Recast the items below as a numbered list, taking only the lines from the one with "Would you mind pointing out the lamb's black" through the end of the items, both included, and skipping blank lines. Leave the pictures out.

(Extracted data entries)
# # #

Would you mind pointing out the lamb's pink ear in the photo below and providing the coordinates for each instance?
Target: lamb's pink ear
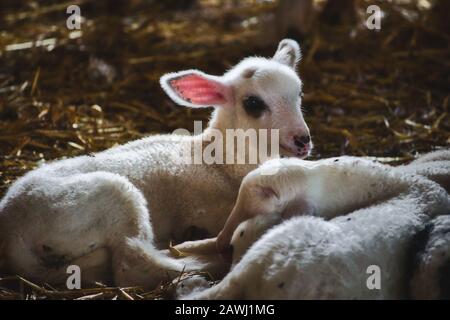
(196, 89)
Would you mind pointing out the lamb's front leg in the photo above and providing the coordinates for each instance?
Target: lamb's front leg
(325, 188)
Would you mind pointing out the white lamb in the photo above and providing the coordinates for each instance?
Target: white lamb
(307, 257)
(115, 208)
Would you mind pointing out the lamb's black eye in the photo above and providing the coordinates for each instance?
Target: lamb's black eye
(254, 106)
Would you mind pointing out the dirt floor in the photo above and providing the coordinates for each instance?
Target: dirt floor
(383, 94)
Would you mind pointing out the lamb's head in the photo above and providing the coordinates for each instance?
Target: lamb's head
(257, 93)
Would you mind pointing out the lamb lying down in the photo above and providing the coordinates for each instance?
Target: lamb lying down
(307, 257)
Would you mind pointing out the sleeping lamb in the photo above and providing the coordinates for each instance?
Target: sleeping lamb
(307, 257)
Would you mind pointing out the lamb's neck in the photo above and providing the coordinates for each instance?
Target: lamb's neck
(221, 120)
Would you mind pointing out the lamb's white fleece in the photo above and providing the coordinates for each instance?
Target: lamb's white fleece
(309, 258)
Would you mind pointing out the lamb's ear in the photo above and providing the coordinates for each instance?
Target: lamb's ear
(193, 88)
(288, 53)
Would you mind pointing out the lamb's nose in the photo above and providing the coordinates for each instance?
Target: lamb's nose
(301, 141)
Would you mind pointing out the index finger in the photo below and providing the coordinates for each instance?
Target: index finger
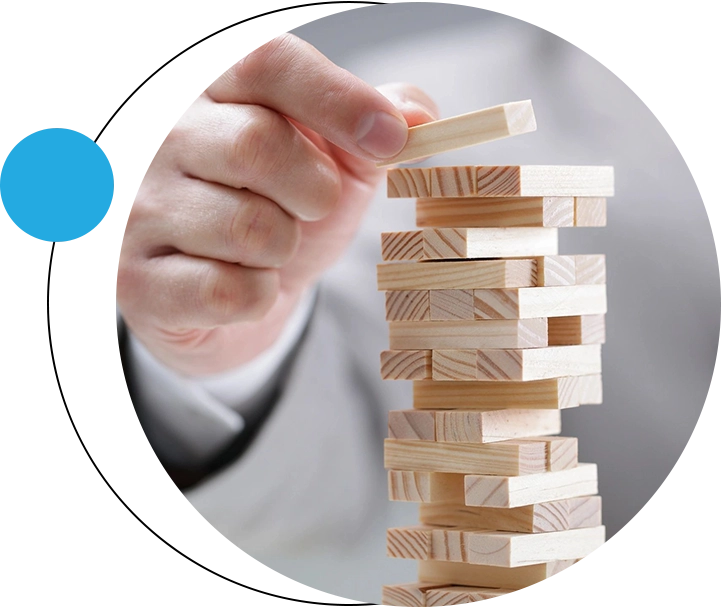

# # #

→ **SOLVED EXERCISE**
1. Would you mind pointing out the lamb's black eye in the photo above and providing the coordinates for each instance?
2. Target: lamb's black eye
3. (254, 106)
4. Would you mind pointing out the dirt floor in the photo above and providing the coordinates for each instance?
5. Target: dirt floor
6. (383, 94)
7. Would you mind pointing out the lamb's head in the photo above and providing the coordinates for each instance?
8. Target: lamb's head
9. (257, 93)
10. Would you mind pointing out the lamb lying down in the photo above and providing the coordinates for each instance?
11. Target: lamb lying down
12. (307, 257)
13. Would you mind pointing out the sleeping lamb in the photo above and providing the coordinates for each instance?
14. Target: sleeping lamb
15. (307, 257)
16. Would you mind pointing out the lamb's neck in the photo above and providing the coordinates for each instance?
17. Target: lamb's neck
18. (221, 120)
19. Would you mind pointing out the lamb's white fleece in the photo above and providing the coordinates for each instance?
20. Target: lamb's white fleece
21. (309, 258)
22. Would you mind pointing out the lamb's ear in the photo above and providing the coordinates for each instance?
23. Target: lamb's ear
24. (193, 88)
25. (288, 53)
26. Would you mind pointing out the lamb's nose in the photo above and providing the coordinates for each instance?
27. Target: lamb's nose
28. (301, 141)
29. Would you mind pointing out the index finger in the photo below and providing the coordinates for each instance?
30. Target: index finger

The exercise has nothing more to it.